> _Work request_
Apart from the pictures, print the data below exactly as given.
————————
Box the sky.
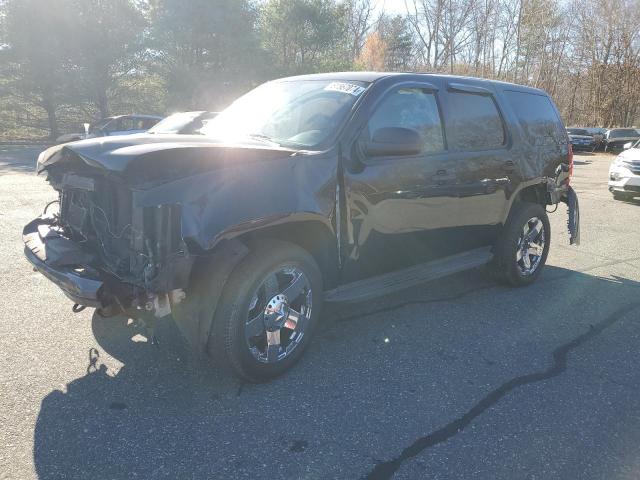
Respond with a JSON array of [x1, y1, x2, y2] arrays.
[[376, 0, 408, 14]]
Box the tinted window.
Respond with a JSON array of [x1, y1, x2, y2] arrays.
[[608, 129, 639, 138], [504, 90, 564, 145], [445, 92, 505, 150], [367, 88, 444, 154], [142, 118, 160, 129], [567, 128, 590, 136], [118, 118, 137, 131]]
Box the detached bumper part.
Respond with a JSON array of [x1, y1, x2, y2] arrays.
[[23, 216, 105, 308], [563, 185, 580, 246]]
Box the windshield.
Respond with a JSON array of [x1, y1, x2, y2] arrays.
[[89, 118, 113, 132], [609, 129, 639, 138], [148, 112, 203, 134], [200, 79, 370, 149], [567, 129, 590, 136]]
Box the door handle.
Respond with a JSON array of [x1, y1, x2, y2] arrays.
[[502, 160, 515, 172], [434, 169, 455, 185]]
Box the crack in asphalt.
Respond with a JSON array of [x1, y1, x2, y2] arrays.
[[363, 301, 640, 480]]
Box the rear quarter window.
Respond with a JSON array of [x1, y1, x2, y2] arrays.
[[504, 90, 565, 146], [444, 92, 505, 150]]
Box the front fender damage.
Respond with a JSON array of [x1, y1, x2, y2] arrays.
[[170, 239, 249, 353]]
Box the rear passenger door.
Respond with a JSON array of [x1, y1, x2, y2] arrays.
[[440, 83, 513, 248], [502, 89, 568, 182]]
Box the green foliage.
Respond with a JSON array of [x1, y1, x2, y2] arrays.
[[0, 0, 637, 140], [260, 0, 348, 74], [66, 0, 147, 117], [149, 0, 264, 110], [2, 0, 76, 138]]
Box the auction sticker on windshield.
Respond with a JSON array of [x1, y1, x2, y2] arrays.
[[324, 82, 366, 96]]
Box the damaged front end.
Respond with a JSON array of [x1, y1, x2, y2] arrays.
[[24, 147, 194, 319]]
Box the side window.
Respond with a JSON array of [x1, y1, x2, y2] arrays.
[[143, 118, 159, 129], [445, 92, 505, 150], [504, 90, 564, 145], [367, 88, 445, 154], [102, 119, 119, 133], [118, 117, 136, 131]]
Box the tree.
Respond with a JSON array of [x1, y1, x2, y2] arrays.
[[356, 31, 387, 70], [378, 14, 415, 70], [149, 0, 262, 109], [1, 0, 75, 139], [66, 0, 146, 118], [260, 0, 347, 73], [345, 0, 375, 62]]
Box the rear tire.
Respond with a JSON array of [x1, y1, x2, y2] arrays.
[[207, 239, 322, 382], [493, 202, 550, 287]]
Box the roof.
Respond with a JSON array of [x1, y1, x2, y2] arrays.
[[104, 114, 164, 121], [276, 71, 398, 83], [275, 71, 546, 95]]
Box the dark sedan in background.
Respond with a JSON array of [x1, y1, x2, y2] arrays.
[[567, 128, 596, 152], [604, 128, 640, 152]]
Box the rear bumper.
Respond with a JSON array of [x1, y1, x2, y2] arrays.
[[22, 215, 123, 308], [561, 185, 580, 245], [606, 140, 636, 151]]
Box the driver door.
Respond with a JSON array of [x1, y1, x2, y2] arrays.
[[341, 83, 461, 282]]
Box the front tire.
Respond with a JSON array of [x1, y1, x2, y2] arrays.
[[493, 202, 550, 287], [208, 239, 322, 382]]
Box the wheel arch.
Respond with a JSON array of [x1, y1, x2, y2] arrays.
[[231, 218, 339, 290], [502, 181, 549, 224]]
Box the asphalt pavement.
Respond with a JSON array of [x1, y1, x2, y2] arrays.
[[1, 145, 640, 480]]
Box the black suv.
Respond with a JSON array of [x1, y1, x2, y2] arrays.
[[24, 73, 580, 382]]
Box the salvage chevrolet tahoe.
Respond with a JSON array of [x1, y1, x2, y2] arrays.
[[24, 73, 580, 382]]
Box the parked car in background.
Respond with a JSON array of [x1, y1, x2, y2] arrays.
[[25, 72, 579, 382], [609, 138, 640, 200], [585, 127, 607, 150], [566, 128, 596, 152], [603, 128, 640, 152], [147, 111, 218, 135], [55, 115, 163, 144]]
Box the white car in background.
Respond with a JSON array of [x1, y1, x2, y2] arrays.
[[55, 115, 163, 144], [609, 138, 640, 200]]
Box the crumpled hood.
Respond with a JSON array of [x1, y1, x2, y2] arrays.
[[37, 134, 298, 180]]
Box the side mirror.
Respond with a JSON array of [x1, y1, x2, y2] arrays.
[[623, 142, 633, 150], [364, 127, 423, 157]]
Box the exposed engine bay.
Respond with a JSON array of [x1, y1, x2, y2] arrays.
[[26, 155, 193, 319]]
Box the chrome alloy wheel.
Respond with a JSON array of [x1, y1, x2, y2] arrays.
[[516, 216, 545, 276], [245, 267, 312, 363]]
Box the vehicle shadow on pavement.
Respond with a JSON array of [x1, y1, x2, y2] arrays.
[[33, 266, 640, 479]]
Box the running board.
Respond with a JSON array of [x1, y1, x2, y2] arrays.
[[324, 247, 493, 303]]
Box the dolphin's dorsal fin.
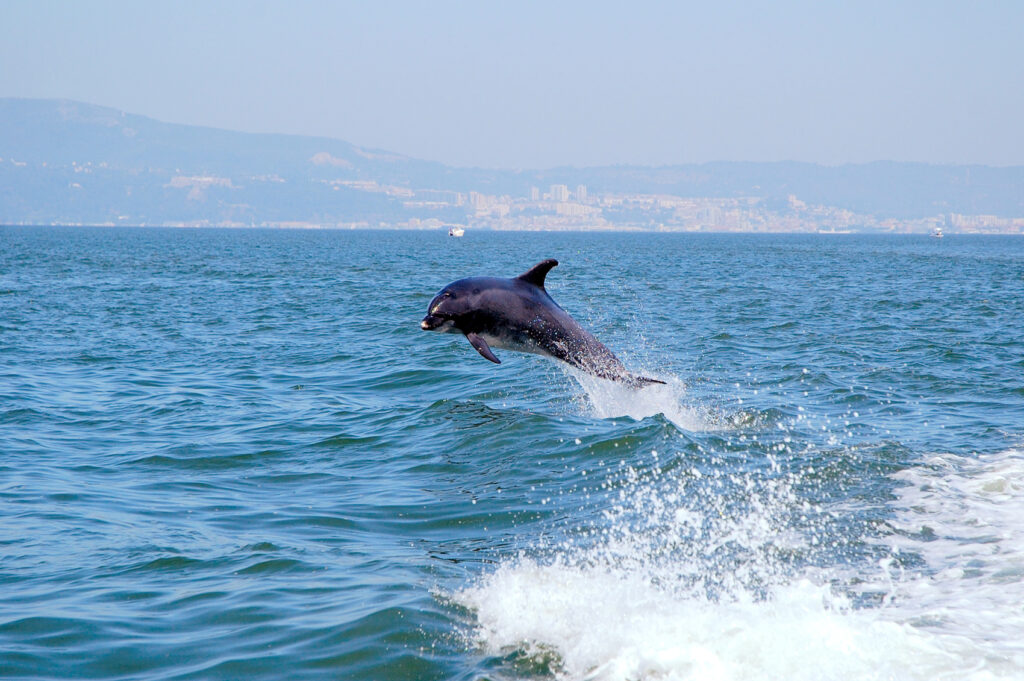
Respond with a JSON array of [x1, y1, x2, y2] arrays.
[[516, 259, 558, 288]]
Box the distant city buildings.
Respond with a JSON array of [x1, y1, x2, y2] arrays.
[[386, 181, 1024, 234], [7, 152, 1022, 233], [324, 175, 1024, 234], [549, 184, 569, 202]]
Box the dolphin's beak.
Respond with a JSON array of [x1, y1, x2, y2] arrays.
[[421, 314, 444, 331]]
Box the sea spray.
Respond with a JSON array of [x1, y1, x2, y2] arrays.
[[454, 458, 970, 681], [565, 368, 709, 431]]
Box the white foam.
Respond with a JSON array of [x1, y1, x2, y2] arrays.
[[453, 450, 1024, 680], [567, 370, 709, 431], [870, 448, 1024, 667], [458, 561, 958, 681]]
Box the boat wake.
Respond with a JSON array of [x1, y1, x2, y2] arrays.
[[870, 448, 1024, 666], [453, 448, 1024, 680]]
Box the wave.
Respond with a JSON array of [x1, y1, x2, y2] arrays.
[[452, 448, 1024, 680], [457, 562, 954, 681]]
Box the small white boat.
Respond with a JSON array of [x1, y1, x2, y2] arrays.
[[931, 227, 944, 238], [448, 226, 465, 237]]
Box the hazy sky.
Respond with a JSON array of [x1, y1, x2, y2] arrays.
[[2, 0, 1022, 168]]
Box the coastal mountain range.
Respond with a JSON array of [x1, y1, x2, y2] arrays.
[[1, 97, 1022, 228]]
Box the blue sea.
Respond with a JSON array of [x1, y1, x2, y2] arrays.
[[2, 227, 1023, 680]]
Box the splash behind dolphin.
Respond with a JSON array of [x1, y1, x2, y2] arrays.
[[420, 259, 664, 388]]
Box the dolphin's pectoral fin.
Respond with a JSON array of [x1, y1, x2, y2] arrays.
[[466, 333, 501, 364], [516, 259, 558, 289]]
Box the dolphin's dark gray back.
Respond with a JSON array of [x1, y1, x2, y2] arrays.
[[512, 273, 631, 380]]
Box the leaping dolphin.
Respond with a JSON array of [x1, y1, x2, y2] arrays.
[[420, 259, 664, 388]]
————————
> _Output of the exercise_
Box the sky.
Respond with a JSON array of [x1, y1, x2, y2] arrays.
[[376, 0, 408, 14]]
Box the tinted window.
Respond with a JSON array of [x1, y1, x2, y2] arrays.
[[608, 129, 639, 138], [504, 90, 564, 145], [445, 92, 505, 150], [367, 88, 444, 154], [142, 118, 160, 129], [567, 128, 590, 136], [118, 118, 137, 131]]
Box the detached bumper part.
Respond with a JSON array of [x1, y1, x2, y2] arrays.
[[23, 216, 105, 308], [563, 185, 580, 246]]
Box the windshield.
Respond with a JSON array of [x1, y1, x2, y2] arrays.
[[89, 118, 113, 132], [609, 129, 639, 138], [148, 112, 203, 134], [200, 79, 370, 149], [567, 129, 590, 136]]
Box the door handle.
Respond with a JSON array of [x1, y1, x2, y2] arrays.
[[502, 160, 515, 172], [434, 169, 455, 185]]
Box the crack in asphalt.
Respond with a JSON array of [x1, y1, x2, y2] arrays.
[[363, 301, 640, 480]]
Box the rear quarter window.
Respond with a JSON array of [x1, y1, x2, y2] arrays.
[[504, 90, 565, 146], [444, 92, 505, 150]]
Box the front fender damage.
Respond with a JSON array of [x1, y1, x2, y2] arrays.
[[170, 239, 249, 353]]
Box the rear passenger door.
Respond with a JSON array of [x1, y1, x2, y2] arrays.
[[440, 83, 513, 248], [502, 89, 568, 182]]
Box the green foliage.
Respond with a JSON array of [x1, y1, x2, y2] arrays.
[[0, 0, 637, 140], [260, 0, 348, 74], [66, 0, 147, 117], [149, 0, 264, 110], [2, 0, 76, 138]]
Box the auction sticker on windshield.
Respond with a JSON array of [x1, y1, x2, y2] arrays.
[[324, 82, 366, 96]]
Box the damaged front end.
Respond with a JSON array of [x1, y1, x2, y2] arrays.
[[24, 147, 194, 319]]
Box the side window.
Respond with a JSON array of [x1, y1, x2, y2] arrays.
[[143, 118, 159, 129], [445, 92, 505, 150], [504, 90, 564, 145], [367, 88, 445, 154], [102, 119, 119, 133], [118, 117, 136, 131]]
Box the tree.
Respond with a JSON array of [x1, y1, x2, y2] arrays.
[[356, 31, 387, 70], [378, 14, 415, 70], [149, 0, 262, 109], [1, 0, 75, 139], [66, 0, 146, 118], [260, 0, 347, 73], [345, 0, 375, 62]]
Box the rear tire.
Respond with a JSON array of [x1, y1, x2, y2] arrays.
[[207, 239, 322, 382], [493, 202, 550, 287]]
Box the roof.
Respond with a JSON array of [x1, y1, x2, y2] arrays.
[[104, 114, 164, 121], [276, 71, 398, 83], [275, 71, 546, 95]]
Box the dark sedan in background.
Respond with a JSON array of [x1, y1, x2, y2] arrays.
[[567, 128, 596, 152], [604, 128, 640, 152]]
Box the rear bumper.
Respond with a JSON array of [x1, y1, x2, y2] arrays.
[[22, 215, 123, 308], [561, 185, 580, 245], [606, 140, 636, 151]]
Box the driver door.
Respond with a JSON array of [x1, y1, x2, y2] arrays.
[[341, 83, 461, 282]]
Box the front tire.
Respond with a JSON array of [x1, y1, x2, y2] arrays.
[[493, 202, 550, 287], [208, 239, 322, 382]]
Box the wheel arch.
Respond with a JSON array of [x1, y1, x2, y2] arrays.
[[231, 218, 339, 290], [502, 181, 549, 224]]
Box the asphalt pavement.
Respond with a JSON array of [x1, y1, x2, y2] arrays.
[[1, 145, 640, 480]]
Box the black suv.
Respond with a JSON array of [x1, y1, x2, y2] arrays.
[[24, 73, 580, 382]]
Box the salvage chevrolet tahoe.
Respond with a JSON array of [x1, y1, x2, y2] arrays.
[[24, 73, 580, 382]]
Box the parked car in background.
Respond with a JSON array of [x1, y1, x2, y2] arrays.
[[25, 72, 579, 382], [609, 138, 640, 200], [585, 127, 607, 150], [566, 128, 596, 152], [603, 128, 640, 152], [147, 111, 218, 135], [55, 115, 163, 144]]
Box the white car in background.
Respond with a JSON array of [x1, y1, x2, y2] arrays.
[[55, 115, 163, 144], [609, 138, 640, 200]]
Box the crumpled hood.
Respond with a JSON array of [x1, y1, x2, y2] arrays.
[[37, 134, 298, 180]]
Box the side mirror.
Respond with a JSON array of [x1, y1, x2, y2] arrays.
[[623, 142, 633, 150], [364, 127, 423, 157]]
Box the exposed engine bay.
Respond with a JSON array of [x1, y1, x2, y2] arrays.
[[26, 155, 193, 319]]
Box the chrome alloy wheel.
Respond with a JSON array of [x1, y1, x2, y2] arrays.
[[516, 216, 545, 276], [245, 267, 312, 363]]
Box the vehicle shadow on pavement.
Respond with a JSON array of [x1, y1, x2, y2] arrays.
[[33, 266, 640, 479]]
Box the running board.
Respond with a JSON array of [x1, y1, x2, y2] arrays.
[[324, 247, 493, 303]]
Box the dolphin's dorsal fin.
Respond with a JSON array of [x1, y1, x2, y2] arrays.
[[516, 259, 558, 288]]
Box the distant city buildings.
Respond with a JSON array of [x1, y1, x2, y2] arrays.
[[386, 181, 1024, 234], [7, 152, 1022, 233], [324, 175, 1024, 234], [549, 184, 569, 202]]
Box the dolphin's beak.
Respond with a JSON array of [x1, y1, x2, y2] arrays.
[[421, 314, 444, 331]]
Box the sea spray.
Respond with a JSON array of [x1, y1, x2, y2] arrays.
[[454, 458, 970, 681], [565, 368, 709, 431]]
Box the white foam.
Respond with a JSON array of [x1, y1, x2, y2] arrays.
[[453, 450, 1024, 680], [567, 370, 709, 431], [870, 448, 1024, 667], [458, 561, 958, 681]]
Box the boat wake.
Respond with a JSON array of [x1, y1, x2, y2] arrays.
[[870, 448, 1024, 666], [453, 448, 1024, 680]]
Box the wave.
Respond with a JSON array of [x1, y1, x2, y2] arrays.
[[452, 448, 1024, 680], [457, 562, 954, 681]]
Box the small white boat.
Respond with a JSON array of [x1, y1, x2, y2] arrays.
[[931, 227, 944, 238], [448, 226, 465, 237]]
Box the hazy sky.
Respond with a JSON array of [x1, y1, x2, y2] arrays.
[[2, 0, 1022, 168]]
Box the coastal mountain range.
Respond with a JSON array of [x1, y1, x2, y2] arrays.
[[1, 97, 1022, 228]]
Box the blue sea.
Respond with a JSON array of [x1, y1, x2, y2] arrays.
[[2, 227, 1023, 680]]
Box the splash behind dolphin.
Respond with a JSON array of [x1, y1, x2, y2] arrays.
[[420, 259, 664, 388]]
Box the dolphin's pectoral fin.
Respond with a JSON array of [x1, y1, x2, y2] arrays.
[[466, 333, 501, 364], [516, 259, 558, 289]]
Box the dolphin's dark gray back.
Respond with a JSON array of [x1, y1, x2, y2] arrays.
[[512, 273, 631, 380]]
Box the leaping dolphin.
Respond with a JSON array of [x1, y1, x2, y2] arrays.
[[420, 259, 664, 388]]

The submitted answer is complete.